* **Request**
Please convert the lines below into a JSON list of strings, with one string per line, skipping any blank lines and leaving the pictures out.

########

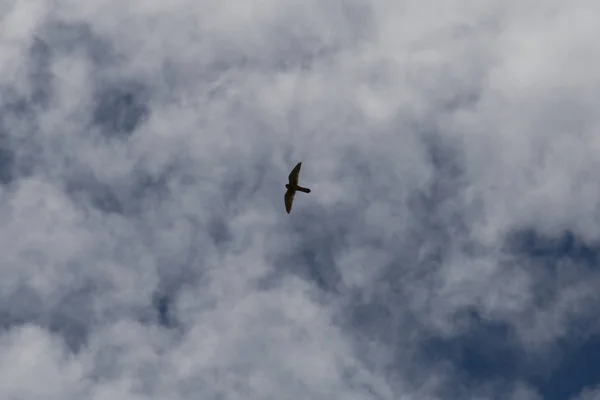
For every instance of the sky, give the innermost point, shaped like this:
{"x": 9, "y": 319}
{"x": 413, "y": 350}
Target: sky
{"x": 448, "y": 249}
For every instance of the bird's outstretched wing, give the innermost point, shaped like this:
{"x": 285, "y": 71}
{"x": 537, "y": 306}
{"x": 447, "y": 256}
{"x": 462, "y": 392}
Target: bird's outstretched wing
{"x": 289, "y": 199}
{"x": 293, "y": 178}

########

* **Reply to the exercise**
[
  "For every instance of the sky, give the innermost point, shaped like this:",
  "{\"x\": 9, \"y\": 319}",
  "{\"x\": 413, \"y\": 350}",
  "Target: sky",
  "{\"x\": 448, \"y\": 249}",
  "For every instance of the bird's outstretched wing, give the innermost point, shaped like this:",
  "{\"x\": 285, \"y\": 71}",
  "{\"x\": 537, \"y\": 306}",
  "{\"x\": 447, \"y\": 256}",
  "{\"x\": 462, \"y\": 392}",
  "Target: bird's outstretched wing",
  "{\"x\": 289, \"y\": 199}",
  "{\"x\": 293, \"y\": 178}"
]